### Passage

'''

We have reviewed the record and have considered the issues raised in the direction for review.   We find no error in the Judge's assessment of additional penalties for failure to abate nor do we find error in his affirmance of the posting violation and assessment of a $50 penalty.   Moreover, the Judge correctly concluded that Respondent had abated violations of 29 C.F.R. 141(a)(1) and 29 C.F.R. 1910.265(c)(4)(ii) (see note 2 infra ).   However, he erred in amending the notification to treat these two items as new violations.

On review both parties have indicated that the Judge's action of converting the notification into a new citation raises serious [*3]   questions concerning procedural due process.   We agree.   The question tried was whether Respondent had abated violations alleged in the original citation.   Respondent was not notified either by the notification for additional penalties, the complaint or any other paper filed prior to trial that it would also have to defend on the question of new violations.   Accordingly, the issue was not tried and it would be unfair to find Respondent in violation it having been shown that Respondent had abated.

For the foregoing reasons the Judge's order is reversed to the extent it amends Complainant's notification and assesses a penalty of $100 for item 11, items 5 and 11 of the notification are vacated, and the Judge's order is affirmed in all other respects.   It is so ORDERED.  

CONCURBY: CLEARY (In Part)

DISSENTBY: CLEARY (In Part)

DISSENT:

  CLEARY, COMMISSIONER: concurring in part and dissenting in part: I agree with the majority that the Judge incorrectly amended and treated the notification of additional penalties for failure to abate as a new citation as to items 5 and 11.   I dissent, however, from its conclusions that respondent had abated the violative conditions alleged as item 11, and from the action taken [*4]   reducing from $500 to $50 the penalty for a failure to post the original citation.

Because of the paucity of stated facts and superficial discussion in the majority decision, I believe it useful to set a fuller background for both the majority decision and this opinion.

I.

The Direction for Review indicated that if the parties wished to file exceptions to the Judge's decision they could do so.   Both the Secretary of Labor and the respondent have filed briefs covering all major issues in the case, including one raised by respondent not included in the majority decision.

'''

### Supplied records
'''

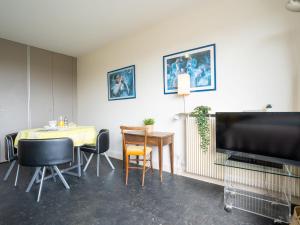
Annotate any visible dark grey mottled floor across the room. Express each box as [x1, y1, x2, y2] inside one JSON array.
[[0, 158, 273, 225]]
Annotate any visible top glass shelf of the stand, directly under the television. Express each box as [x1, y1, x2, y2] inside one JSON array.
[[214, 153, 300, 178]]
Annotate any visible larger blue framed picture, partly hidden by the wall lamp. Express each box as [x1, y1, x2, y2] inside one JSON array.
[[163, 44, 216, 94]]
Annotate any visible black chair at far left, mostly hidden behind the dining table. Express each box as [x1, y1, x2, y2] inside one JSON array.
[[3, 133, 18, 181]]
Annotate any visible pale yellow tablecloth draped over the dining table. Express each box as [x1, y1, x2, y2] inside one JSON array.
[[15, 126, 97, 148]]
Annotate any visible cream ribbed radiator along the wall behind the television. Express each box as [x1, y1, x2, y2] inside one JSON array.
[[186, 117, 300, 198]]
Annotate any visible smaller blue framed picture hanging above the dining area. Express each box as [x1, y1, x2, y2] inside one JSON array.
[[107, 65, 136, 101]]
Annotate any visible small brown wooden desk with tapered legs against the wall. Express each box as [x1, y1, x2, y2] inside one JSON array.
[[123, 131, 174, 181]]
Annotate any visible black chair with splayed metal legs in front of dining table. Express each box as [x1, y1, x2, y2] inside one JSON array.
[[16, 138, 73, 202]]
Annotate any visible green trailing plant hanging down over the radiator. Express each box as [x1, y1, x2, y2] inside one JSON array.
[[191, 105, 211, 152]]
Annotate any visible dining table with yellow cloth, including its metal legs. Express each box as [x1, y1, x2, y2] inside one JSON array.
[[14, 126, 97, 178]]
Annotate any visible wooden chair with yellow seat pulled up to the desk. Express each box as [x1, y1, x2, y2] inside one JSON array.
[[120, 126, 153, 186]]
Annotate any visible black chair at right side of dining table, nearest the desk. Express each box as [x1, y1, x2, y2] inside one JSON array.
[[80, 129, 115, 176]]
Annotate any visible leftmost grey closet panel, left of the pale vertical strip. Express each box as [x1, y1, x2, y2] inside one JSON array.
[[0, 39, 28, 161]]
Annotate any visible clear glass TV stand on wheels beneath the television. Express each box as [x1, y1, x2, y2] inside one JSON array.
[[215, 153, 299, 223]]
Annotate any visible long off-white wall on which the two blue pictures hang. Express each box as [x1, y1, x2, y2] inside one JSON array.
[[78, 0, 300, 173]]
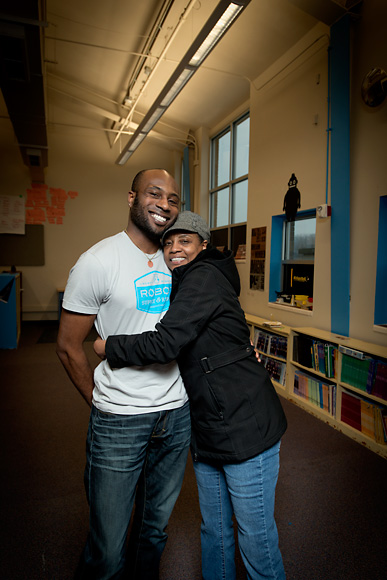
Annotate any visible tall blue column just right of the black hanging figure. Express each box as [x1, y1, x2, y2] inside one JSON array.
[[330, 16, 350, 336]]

'''
'''

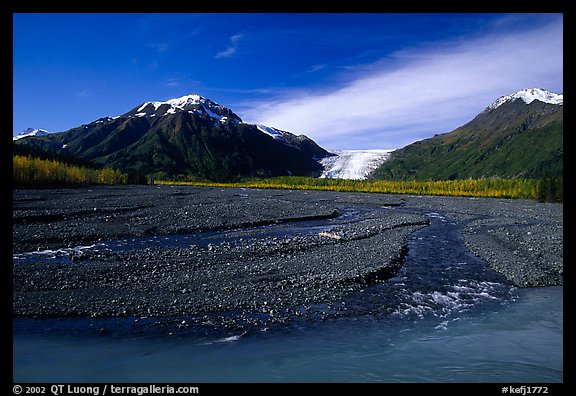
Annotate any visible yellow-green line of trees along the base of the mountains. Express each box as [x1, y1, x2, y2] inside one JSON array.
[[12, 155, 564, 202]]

'''

### Required action 1
In the review decision, which commissioner concurred in part and dissented in part?
### Required action 2
According to the review decision, why was it wrong for the Judge to turn the notification into a new citation for the two items?

### Exercise answer 1
Commissioner Cleary.

### Exercise answer 2
The only question tried was whether Respondent had abated the violations in the original citation. The notification, the complaint, and every other paper filed before trial failed to tell Respondent it would also have to defend against new violations, so that issue was never tried. Finding Respondent in violation after it had been shown to have abated would therefore be unfair.